_Objective_. In the listing below, find the line that contains "Could you please indicate the orange" and copy it and every line after it, word for word, through the end of the listing.
---
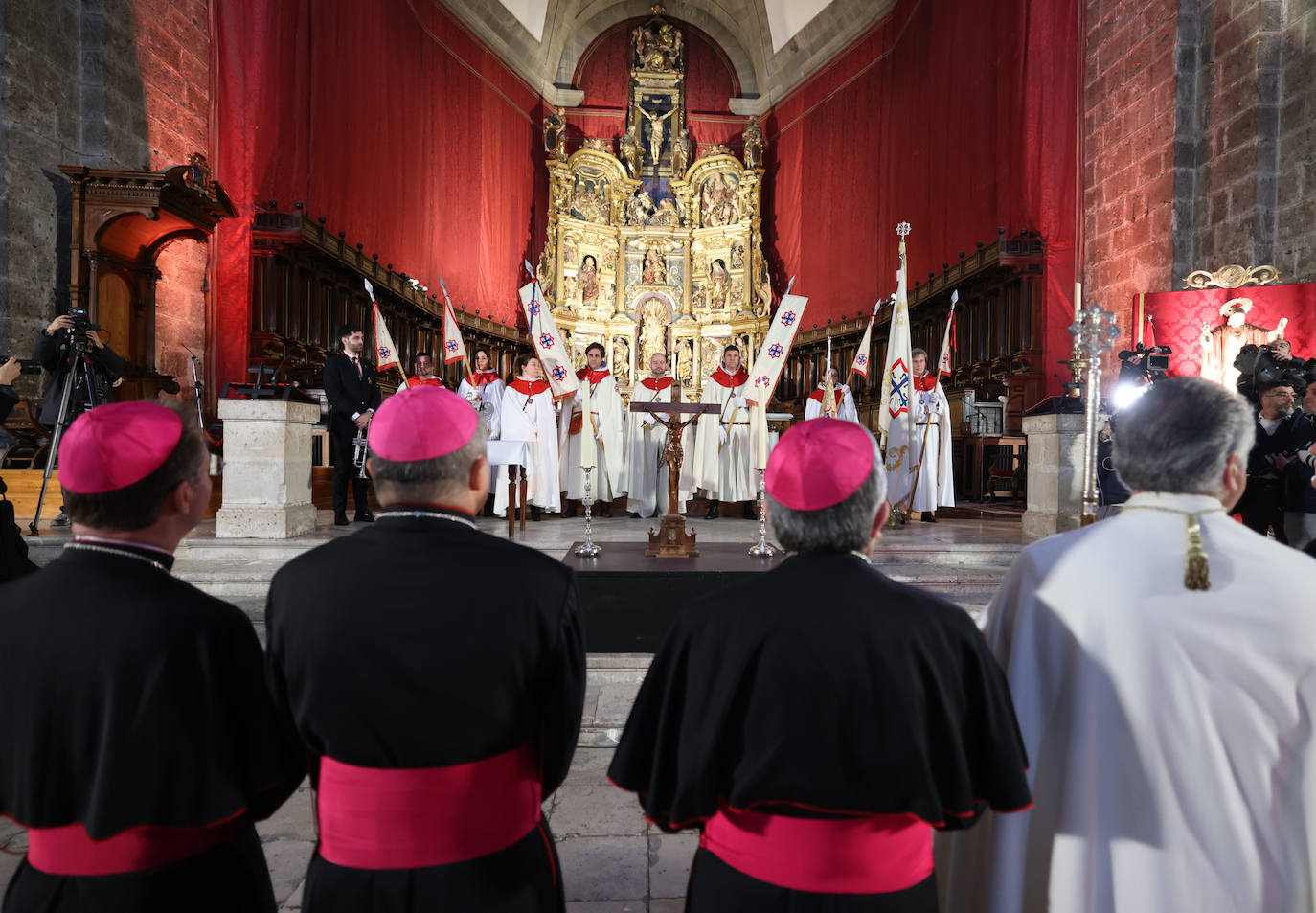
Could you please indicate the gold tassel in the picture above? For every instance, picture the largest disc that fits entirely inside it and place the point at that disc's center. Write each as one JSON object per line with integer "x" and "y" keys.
{"x": 1196, "y": 575}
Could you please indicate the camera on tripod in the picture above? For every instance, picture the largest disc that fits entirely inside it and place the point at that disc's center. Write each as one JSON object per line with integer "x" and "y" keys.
{"x": 78, "y": 331}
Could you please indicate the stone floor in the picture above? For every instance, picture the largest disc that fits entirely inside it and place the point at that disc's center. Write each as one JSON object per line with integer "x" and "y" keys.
{"x": 612, "y": 858}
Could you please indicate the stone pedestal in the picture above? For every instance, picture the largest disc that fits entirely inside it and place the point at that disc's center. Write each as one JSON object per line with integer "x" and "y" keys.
{"x": 1055, "y": 474}
{"x": 266, "y": 469}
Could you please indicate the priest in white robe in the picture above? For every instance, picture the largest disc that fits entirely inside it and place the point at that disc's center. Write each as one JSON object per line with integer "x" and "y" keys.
{"x": 527, "y": 415}
{"x": 605, "y": 422}
{"x": 647, "y": 476}
{"x": 724, "y": 447}
{"x": 483, "y": 390}
{"x": 1164, "y": 673}
{"x": 843, "y": 401}
{"x": 922, "y": 480}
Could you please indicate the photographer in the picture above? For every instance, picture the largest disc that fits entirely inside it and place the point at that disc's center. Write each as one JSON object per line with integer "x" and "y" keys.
{"x": 13, "y": 550}
{"x": 1297, "y": 466}
{"x": 1278, "y": 432}
{"x": 57, "y": 349}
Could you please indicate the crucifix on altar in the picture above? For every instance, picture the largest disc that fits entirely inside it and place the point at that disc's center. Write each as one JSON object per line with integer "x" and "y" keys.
{"x": 671, "y": 538}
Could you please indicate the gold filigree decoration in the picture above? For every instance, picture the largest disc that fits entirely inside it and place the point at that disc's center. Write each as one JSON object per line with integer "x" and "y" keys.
{"x": 1232, "y": 277}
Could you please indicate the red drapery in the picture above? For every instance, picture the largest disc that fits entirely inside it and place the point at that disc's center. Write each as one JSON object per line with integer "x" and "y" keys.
{"x": 390, "y": 122}
{"x": 1178, "y": 317}
{"x": 956, "y": 116}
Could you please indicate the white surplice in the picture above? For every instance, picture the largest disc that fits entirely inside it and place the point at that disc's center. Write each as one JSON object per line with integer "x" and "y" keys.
{"x": 486, "y": 388}
{"x": 936, "y": 483}
{"x": 647, "y": 475}
{"x": 725, "y": 469}
{"x": 1169, "y": 732}
{"x": 605, "y": 408}
{"x": 527, "y": 415}
{"x": 844, "y": 409}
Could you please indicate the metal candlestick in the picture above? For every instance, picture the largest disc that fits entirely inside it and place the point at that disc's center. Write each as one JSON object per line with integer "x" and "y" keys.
{"x": 1094, "y": 333}
{"x": 762, "y": 549}
{"x": 587, "y": 549}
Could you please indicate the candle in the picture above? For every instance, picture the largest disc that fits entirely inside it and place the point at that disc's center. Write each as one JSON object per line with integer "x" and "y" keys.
{"x": 588, "y": 446}
{"x": 760, "y": 433}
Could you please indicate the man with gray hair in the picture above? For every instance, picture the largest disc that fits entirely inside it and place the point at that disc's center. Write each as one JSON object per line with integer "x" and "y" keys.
{"x": 436, "y": 675}
{"x": 819, "y": 722}
{"x": 1164, "y": 670}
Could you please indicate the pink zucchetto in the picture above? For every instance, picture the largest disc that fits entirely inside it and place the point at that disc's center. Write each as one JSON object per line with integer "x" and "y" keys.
{"x": 115, "y": 445}
{"x": 421, "y": 422}
{"x": 819, "y": 464}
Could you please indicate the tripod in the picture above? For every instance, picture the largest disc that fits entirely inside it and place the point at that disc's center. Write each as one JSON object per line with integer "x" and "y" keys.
{"x": 80, "y": 374}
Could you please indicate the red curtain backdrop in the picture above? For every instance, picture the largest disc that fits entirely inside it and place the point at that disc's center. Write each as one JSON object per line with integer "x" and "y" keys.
{"x": 390, "y": 122}
{"x": 956, "y": 116}
{"x": 1178, "y": 317}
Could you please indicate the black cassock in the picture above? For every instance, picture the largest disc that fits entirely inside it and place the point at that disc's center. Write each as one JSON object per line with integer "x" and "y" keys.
{"x": 823, "y": 690}
{"x": 420, "y": 642}
{"x": 130, "y": 698}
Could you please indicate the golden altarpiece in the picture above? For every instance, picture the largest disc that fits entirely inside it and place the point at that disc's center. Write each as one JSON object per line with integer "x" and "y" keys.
{"x": 650, "y": 249}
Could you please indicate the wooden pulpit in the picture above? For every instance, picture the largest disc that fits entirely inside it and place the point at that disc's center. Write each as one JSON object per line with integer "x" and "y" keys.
{"x": 671, "y": 538}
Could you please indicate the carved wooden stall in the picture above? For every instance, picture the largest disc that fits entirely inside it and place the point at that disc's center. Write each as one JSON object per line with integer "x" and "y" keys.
{"x": 122, "y": 222}
{"x": 306, "y": 282}
{"x": 999, "y": 354}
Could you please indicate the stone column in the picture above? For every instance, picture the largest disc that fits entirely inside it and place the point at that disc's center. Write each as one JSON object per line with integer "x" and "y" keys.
{"x": 266, "y": 469}
{"x": 1055, "y": 474}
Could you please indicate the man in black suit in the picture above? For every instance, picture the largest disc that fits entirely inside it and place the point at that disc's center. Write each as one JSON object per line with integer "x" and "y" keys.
{"x": 352, "y": 391}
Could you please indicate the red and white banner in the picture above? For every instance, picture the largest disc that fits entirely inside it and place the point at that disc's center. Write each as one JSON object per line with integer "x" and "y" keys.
{"x": 548, "y": 342}
{"x": 775, "y": 349}
{"x": 947, "y": 341}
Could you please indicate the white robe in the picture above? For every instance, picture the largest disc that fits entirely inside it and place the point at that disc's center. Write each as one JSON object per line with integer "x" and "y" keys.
{"x": 1169, "y": 732}
{"x": 605, "y": 405}
{"x": 725, "y": 471}
{"x": 488, "y": 400}
{"x": 647, "y": 475}
{"x": 528, "y": 417}
{"x": 813, "y": 405}
{"x": 936, "y": 479}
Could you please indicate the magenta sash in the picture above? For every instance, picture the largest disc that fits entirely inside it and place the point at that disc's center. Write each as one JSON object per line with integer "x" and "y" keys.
{"x": 373, "y": 817}
{"x": 69, "y": 850}
{"x": 861, "y": 856}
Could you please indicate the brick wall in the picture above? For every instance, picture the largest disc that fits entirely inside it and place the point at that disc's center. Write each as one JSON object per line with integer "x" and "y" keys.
{"x": 1295, "y": 235}
{"x": 1128, "y": 169}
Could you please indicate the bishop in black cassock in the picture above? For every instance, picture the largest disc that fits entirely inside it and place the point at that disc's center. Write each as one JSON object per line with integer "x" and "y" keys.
{"x": 820, "y": 722}
{"x": 436, "y": 675}
{"x": 138, "y": 741}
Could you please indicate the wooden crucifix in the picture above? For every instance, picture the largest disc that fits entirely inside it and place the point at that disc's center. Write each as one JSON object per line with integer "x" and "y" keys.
{"x": 671, "y": 538}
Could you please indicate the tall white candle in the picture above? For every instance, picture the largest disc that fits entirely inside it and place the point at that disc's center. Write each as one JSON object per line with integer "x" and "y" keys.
{"x": 588, "y": 447}
{"x": 760, "y": 433}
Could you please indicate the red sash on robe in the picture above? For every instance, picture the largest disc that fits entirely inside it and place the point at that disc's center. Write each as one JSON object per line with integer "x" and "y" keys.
{"x": 861, "y": 856}
{"x": 724, "y": 379}
{"x": 380, "y": 818}
{"x": 530, "y": 387}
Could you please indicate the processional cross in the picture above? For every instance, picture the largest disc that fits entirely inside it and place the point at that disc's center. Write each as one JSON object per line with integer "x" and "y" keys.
{"x": 671, "y": 539}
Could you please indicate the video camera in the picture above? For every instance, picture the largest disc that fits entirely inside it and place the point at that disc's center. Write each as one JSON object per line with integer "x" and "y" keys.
{"x": 1257, "y": 366}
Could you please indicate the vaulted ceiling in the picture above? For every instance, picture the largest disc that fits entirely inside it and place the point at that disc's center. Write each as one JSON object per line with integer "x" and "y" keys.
{"x": 773, "y": 44}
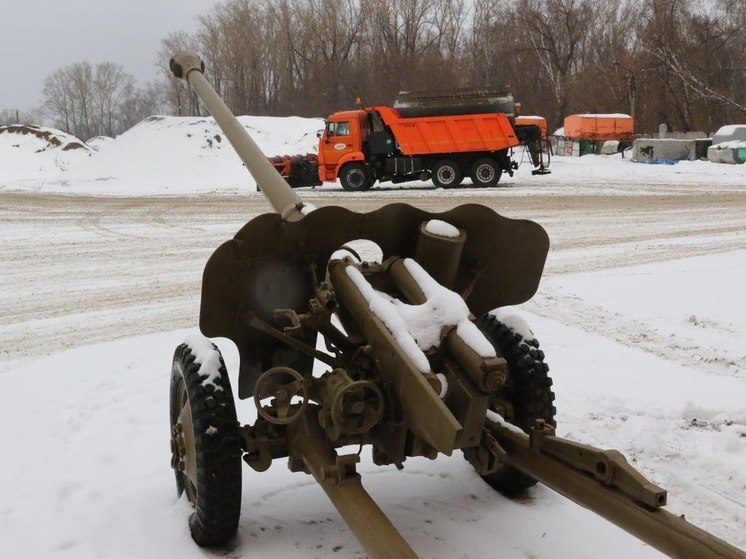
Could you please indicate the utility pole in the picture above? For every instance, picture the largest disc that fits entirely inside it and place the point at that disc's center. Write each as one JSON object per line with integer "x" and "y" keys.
{"x": 631, "y": 88}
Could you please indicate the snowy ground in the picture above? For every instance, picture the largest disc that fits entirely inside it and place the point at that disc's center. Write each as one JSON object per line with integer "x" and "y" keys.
{"x": 641, "y": 314}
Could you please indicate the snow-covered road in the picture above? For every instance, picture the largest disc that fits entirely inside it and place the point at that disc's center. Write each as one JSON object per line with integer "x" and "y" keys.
{"x": 78, "y": 270}
{"x": 646, "y": 349}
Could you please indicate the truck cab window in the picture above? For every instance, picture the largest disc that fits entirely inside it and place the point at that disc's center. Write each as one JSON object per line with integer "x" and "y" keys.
{"x": 338, "y": 129}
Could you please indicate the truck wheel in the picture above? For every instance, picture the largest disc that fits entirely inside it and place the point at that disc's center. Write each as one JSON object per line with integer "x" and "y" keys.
{"x": 485, "y": 172}
{"x": 447, "y": 174}
{"x": 355, "y": 177}
{"x": 528, "y": 390}
{"x": 205, "y": 442}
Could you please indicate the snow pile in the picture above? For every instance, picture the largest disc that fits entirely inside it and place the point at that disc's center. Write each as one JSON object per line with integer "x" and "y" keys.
{"x": 99, "y": 142}
{"x": 37, "y": 153}
{"x": 729, "y": 133}
{"x": 732, "y": 144}
{"x": 160, "y": 155}
{"x": 171, "y": 155}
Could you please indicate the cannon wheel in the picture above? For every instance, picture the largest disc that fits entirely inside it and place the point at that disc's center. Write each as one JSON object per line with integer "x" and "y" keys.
{"x": 205, "y": 445}
{"x": 528, "y": 390}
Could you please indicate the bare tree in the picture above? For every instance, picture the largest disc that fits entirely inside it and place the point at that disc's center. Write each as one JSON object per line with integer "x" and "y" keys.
{"x": 89, "y": 101}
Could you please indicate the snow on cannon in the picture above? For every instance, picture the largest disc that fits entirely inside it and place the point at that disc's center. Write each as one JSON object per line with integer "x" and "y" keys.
{"x": 408, "y": 369}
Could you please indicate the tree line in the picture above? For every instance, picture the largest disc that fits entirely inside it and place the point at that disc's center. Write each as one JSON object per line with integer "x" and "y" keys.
{"x": 678, "y": 62}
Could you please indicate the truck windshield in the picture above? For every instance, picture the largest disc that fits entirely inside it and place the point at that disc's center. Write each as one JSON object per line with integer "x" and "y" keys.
{"x": 338, "y": 129}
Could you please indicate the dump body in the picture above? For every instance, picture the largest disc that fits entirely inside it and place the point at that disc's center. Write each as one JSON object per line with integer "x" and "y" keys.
{"x": 600, "y": 127}
{"x": 432, "y": 135}
{"x": 454, "y": 102}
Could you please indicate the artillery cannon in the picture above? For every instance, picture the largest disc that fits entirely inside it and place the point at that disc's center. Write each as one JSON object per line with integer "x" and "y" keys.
{"x": 409, "y": 370}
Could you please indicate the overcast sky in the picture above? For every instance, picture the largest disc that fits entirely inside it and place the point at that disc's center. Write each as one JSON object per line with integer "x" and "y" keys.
{"x": 39, "y": 36}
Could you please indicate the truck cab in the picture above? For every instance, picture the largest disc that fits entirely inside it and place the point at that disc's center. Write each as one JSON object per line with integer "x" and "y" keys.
{"x": 342, "y": 142}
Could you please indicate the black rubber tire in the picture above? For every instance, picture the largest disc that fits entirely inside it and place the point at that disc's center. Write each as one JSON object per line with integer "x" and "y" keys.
{"x": 218, "y": 455}
{"x": 528, "y": 389}
{"x": 355, "y": 177}
{"x": 447, "y": 174}
{"x": 485, "y": 172}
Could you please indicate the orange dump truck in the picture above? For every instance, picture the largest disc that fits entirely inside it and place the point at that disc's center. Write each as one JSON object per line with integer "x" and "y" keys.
{"x": 445, "y": 138}
{"x": 599, "y": 127}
---
_Problem solution_.
Could you please indicate the orange dump truck in the picture above? For every instance, picture the largest disc that fits entirely inside it and place the point at that disc's center. Write each as one JSON object per line with integer "x" and "y" keys.
{"x": 445, "y": 138}
{"x": 599, "y": 127}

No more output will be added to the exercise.